SELECTED EXTRACT
Segment Open

To continue our engagement against influenza we need further global efforts to understand viral mechanisms, host-pathogen interactions and immunological pathways. It was the aim of the 2nd International Influenza Meeting to bring together experts from all over the world to discuss and exchange most recent research results and to built new collaborations.
The meeting took place at the University of Muenster. More than 180 researchers of 16 countries participated in the meeting. The 2nd International Influenza Meeting was opened by Ursula Nelles, the rector of the University of Muenster. Further welcome notes were given by Stephan Ludwig (University of Muenster, Germany), the coordinator of the FluResearchNet. He also used the opportunity to honour Christoph Scholtissek, a pioneer in influenza virology, who celebrated his 80th birthday in December 2009.
The keynote lecture was given by Robert G. Webster (St. Jude Children's Research Hospital, Memphis, USA), who described the role of avian influenza viruses in the genesis of pandemic influenza. The meeting continued with plenary talks of Andrea Ammon (ECDC, Stockholm, Sweden) and Pagbajabyn Nymadawa (Mongolian Academy of Medical Sciences, Ulaanbaatar, Mongolia) indicating the global challenge of H1N1 pandemic influenza.

Segment Closed

In the influenza meeting report, who opened the 2nd International Influenza Meeting?

Entries excerpted from a collection:
Segment Open

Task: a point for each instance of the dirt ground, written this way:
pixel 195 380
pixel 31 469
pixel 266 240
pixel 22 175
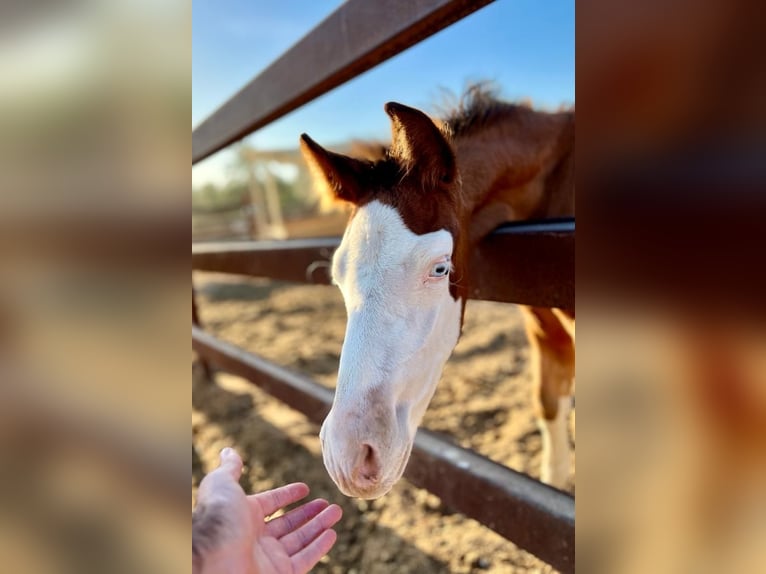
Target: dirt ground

Segment Closed

RESPONSE BOX
Ursula Nelles, the rector of the University of Muenster.